── Page text

“Given the extraordinary sudden turnabout in US policy toward Israel under the Obama Administration, I have become obsessed by the repressed 2003 videotape of Rashid Khalidi and Barack Obama,“ I wrote. ”That tape—or so we are told—is ensconced in a safe at the Los Angeles Times [LAT] building. In the current situation, its release by the paper is more important and newsworthy than ever.
“The Khalidi tape could be of tremendous significance in revealing the provenance of Obama’s views on the Middle East and the degree to which the public was misled on those views during the presidential campaign.”
Why was this important? As I wrote then:
“Rashid Khalidi—a Palestinian-American historian known for his strong pro-Palestinian opinions—is currently the Edward Said Professor of Modern Arab Studies at Columbia and director of that university’s Middle East Institute. After Khalidi received this Columbia appointment in 2003, a farewell dinner party was held in his honor in Chicago. A videotape was made of that party where many good things were said about the Palestinian cause and many bad things about Israel. Then Illinois state Sen. Barack Obama was in attendance, as were, some say, William Ayers and Bernadine Dohrn.

────
── Dataset section

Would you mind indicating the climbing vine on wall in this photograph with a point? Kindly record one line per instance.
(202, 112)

────

## [Stated goal]
In the piece on the Khalidi videotape, turn the paragraph starting "Rashid Khalidi—a Palestinian-American historian" into a short bulleted list that keeps its main facts.

## [Correct answer]
- Rashid Khalidi is a Palestinian-American historian known for strong pro-Palestinian opinions.
- He is the Edward Said Professor of Modern Arab Studies at Columbia and director of its Middle East Institute.
- After his 2003 Columbia appointment, a farewell dinner party was held for him in Chicago.
- The party was videotaped. Speakers praised the Palestinian cause and criticized Israel.
- Then-Illinois state Sen. Barack Obama attended. Some say William Ayers and Bernadine Dohrn were also there.